Instructions to follow
In the material below, identify each line bearing the word "carpet". Reproduce those lines.

Records for this task
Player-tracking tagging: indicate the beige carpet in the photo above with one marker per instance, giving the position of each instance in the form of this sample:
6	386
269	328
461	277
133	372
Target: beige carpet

Response box
Player-tracking tagging: indicate the beige carpet in the photo above with one marker per instance, giving the position of each instance in the form of this sample:
Target: beige carpet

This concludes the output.